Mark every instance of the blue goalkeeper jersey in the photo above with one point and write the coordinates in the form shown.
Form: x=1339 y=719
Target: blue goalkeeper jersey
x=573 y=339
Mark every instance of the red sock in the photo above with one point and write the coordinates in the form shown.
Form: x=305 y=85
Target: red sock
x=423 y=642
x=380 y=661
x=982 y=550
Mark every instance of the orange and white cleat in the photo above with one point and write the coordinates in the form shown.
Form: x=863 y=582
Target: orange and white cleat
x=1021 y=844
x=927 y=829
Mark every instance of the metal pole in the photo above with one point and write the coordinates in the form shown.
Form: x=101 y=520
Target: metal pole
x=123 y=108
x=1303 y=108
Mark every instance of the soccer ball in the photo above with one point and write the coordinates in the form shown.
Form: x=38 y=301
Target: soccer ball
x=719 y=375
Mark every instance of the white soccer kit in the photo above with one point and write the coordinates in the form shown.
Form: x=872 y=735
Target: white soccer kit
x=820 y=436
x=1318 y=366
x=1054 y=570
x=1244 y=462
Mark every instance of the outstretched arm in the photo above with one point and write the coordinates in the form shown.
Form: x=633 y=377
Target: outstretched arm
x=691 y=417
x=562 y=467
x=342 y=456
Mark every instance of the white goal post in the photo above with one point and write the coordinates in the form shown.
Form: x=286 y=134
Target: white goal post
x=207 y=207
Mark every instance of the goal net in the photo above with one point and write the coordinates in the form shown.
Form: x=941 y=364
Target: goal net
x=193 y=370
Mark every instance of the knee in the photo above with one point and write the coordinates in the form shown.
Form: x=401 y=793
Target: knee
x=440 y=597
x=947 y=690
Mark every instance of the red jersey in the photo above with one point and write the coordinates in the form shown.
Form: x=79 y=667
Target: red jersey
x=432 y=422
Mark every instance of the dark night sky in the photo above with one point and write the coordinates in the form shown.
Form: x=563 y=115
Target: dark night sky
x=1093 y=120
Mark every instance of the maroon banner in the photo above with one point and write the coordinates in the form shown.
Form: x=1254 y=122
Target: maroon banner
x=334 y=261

+--

» **Task description**
Copy all of the data. Keep every word exactly as it is.

» **Task response**
Mark every instance of the blue goalkeeper jersey in the photo above with one point and write the coordinates in the form shown.
Form: x=1339 y=719
Target: blue goalkeeper jersey
x=573 y=339
Mark every instance of the red sock in the photo above with one point and write the coordinates in the form shown.
Form: x=305 y=85
Target: red sock
x=423 y=642
x=380 y=661
x=982 y=550
Mark every instance of the orange and white cleat in the photo above with one point and write the coordinates in the form shown.
Form: x=863 y=582
Target: orange and white cleat
x=1021 y=844
x=927 y=829
Mark every instance of the metal pole in the photo above with one point and write the coordinates in the form shown.
Form: x=101 y=520
Target: metal pole
x=123 y=108
x=1303 y=108
Mark every instance of the soccer ball in the photo above with one point and write the coordinates in the form shown.
Form: x=38 y=301
Target: soccer ball
x=719 y=375
Mark every instance of the white soccer kit in the photo above with one point and write the coordinates in the form shown.
Form: x=872 y=735
Target: white soccer kit
x=820 y=436
x=1318 y=366
x=1054 y=570
x=1244 y=462
Mark every instance of the outstretched arm in the photo above with one point and write the coordinates in the form shown.
Form: x=633 y=377
Target: outstretched arm
x=691 y=417
x=562 y=467
x=342 y=456
Mark every instance of the white goal post in the photo above with one point and write the coordinates in the form shown.
Form: x=286 y=134
Target: white goal post
x=207 y=207
Mark every instance of the goal net in the photo above with one point and write the coordinates in the form shown.
Form: x=941 y=364
Target: goal net
x=193 y=370
Mark every instance of the knee in the photo above with one point and write the coordinates in the form shown.
Form: x=401 y=793
Target: knee
x=440 y=597
x=947 y=690
Mark every instance of the red jersey in the photo above with one point and write the coordinates in the form shown.
Form: x=79 y=667
Target: red jersey
x=432 y=422
Mark every instance of the dark night sky in the photo above with one point and write the coordinates in the form shown.
Form: x=563 y=115
Target: dark night sky
x=1093 y=120
Mark every instance of the maroon banner in the photo above with one point and write the coordinates in the form shown.
Form: x=1254 y=122
Target: maroon banner
x=334 y=261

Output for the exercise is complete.